* [Extracted text]
______

#DATASCI W261: Machine Learning at Scale 

* **Sayantan Satpati**
* **sayantan.satpati@ischool.berkeley.edu**
* **W261**
* **Week-7**
* **Assignment-7**
* **Date of Submission: 27-OCT-2015**

#  === Week 7: Graph Processing ===

## HW 7.0
---

Shortest path graph distances (toy networks)===

In this part of your assignment you will develop the base of your code for the week.

Write MRJob classes to find shortest path graph distances, 
as described in the lectures. In addition to finding the distances, 
your code should also output a distance-minimizing path between the source and target.
Work locally for this part of the assignment, and use 
both of the undirected and directed toy networks.

To proof you code's function, run the following jobs

- shortest path in the undirected network from node 1 to node 4
Solution: 1,5,4 

- shortest path in the directed network from node 1 to node 5
Solution: 1,2,4,5

and report your output---make sure it is correct!


In [None]:
!aws s3 cp s3://ucb-mids-mls-networks/undirected_toy.txt .
!head undirected_toy.txt

In [None]:
!aws s3 cp s3://ucb-mids-mls-networks/directed_toy.txt .
!head directed_toy.txt

In [44]:
%%writefile mrjob_sp_hw70.py
from mrjob.job import MRJob
from mrjob.step import MRStep
from mrjob.compat import get_jobconf_value
import sys
import ast

'''
Record Emitted by Mapper/Reducer:
Node <TAB> NULL|Neighbor Dict,Distance,Parent/Child,V|Q|U
'''

class ShortestPath(MRJob):
    def steps(self):
        return [
            MRStep(mapper_init=self.mapper_init,
                   mapper=self.mapper,
                   reducer=self.reducer)
        ]
    
    def val1(self,ngbr,dist,parent,child,state):
        return '{0}|{1}|{2}/{3}|{4}'.format(ngbr,str(dist),parent,child,state)
    
    def val2(self,ngbr,dist,path,state):
        return '{0}|{1}|{2}|{3}'.format(ngbr,str(dist),path,state)
    
    def mapper_init(self):
        self.frontier_node = get_jobconf_value('frontier_node')
        #sys.stderr.write('### Frontier Node: {0}\n'.format(self.frontier_node))

    def mapper(self, _, line):
        line = line.replace("\"","")
        # Passed only to first iteration
        t = line.strip().split('\t')
        node = t[0]
        #sys.stderr.write('[M] {0}\n'.format(line))
        if self.frontier_node:
            neighbors = ast.literal_eval(t[1])    
            if node == self.frontier_node:
                # Mark Node as Visited
                yield node, self.val1(neighbors,0,node,node,'V')
                
                # Open/Emit Frontiers
                for k,v in neighbors.iteritems():
                    self.increment_counter('graph', 'frontiers', amount=1)

______

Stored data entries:
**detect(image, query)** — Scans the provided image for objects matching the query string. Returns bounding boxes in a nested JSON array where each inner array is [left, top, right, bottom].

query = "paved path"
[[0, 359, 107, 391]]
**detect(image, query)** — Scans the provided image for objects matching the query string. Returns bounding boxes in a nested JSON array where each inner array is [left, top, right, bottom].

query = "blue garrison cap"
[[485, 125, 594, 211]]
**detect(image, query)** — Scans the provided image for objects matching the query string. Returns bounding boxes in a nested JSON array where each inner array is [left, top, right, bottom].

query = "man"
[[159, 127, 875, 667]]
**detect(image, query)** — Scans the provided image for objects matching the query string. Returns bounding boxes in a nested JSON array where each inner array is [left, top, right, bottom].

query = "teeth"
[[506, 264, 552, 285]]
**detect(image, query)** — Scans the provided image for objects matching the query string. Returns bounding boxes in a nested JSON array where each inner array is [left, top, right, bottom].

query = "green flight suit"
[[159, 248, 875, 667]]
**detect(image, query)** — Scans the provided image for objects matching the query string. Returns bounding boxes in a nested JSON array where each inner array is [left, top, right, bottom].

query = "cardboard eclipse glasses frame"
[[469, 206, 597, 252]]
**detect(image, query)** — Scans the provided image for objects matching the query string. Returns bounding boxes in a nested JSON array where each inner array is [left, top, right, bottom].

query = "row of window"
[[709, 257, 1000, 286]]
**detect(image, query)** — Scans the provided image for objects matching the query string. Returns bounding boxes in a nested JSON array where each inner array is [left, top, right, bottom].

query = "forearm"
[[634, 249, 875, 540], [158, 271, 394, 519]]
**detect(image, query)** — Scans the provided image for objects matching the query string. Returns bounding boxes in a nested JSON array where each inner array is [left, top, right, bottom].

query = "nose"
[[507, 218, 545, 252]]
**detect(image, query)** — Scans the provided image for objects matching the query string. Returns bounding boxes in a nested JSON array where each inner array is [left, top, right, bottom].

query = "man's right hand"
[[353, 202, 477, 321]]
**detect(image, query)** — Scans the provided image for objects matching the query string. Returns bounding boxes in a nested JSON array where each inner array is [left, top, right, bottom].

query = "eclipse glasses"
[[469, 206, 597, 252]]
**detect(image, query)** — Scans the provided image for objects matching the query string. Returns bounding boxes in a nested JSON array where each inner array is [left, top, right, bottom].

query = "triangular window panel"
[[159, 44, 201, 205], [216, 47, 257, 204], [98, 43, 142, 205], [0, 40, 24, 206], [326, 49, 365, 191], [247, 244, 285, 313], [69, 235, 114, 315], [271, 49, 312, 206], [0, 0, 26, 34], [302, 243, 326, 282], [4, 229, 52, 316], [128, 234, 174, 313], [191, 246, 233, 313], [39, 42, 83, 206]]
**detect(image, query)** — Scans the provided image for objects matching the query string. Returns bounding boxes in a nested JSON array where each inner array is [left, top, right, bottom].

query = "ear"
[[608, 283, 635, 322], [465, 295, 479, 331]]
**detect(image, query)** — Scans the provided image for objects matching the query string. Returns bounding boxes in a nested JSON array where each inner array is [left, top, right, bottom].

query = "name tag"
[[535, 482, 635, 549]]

______

* [Your instructions] Pick up the homework notebook on shortest path graph distances right after its last line and write the part that comes next. This data has no connection to the homework notebook on shortest path graph distances.

* [Reply]
                    yield k, self.val1('NULL',v,node,k,'Q')
            else:
                # Rest Passthrough
                yield node, self.val1(neighbors,sys.maxint,'NULL','NULL','U')
        else:
            t1 = t[1].split("|")
            neighbors = {}
            if t1[0] != 'NULL':
                neighbors = ast.literal_eval(t1[0])
            dist = t1[1]
            path = t1[2]
            status = t1[3]
            if status == 'Q':
                # Mark Node as Visited
                yield node, self.val2(neighbors,dist,path,'V')
                
                # Open/Emit Frontiers
                for k,v in neighbors.iteritems():
                    self.increment_counter('graph', 'frontiers', amount=1)
                    yield k, self.val1('NULL', int(dist) + int(v), path, k,'Q')
            else:
                yield t[0], t[1] # Passthrough (Rest)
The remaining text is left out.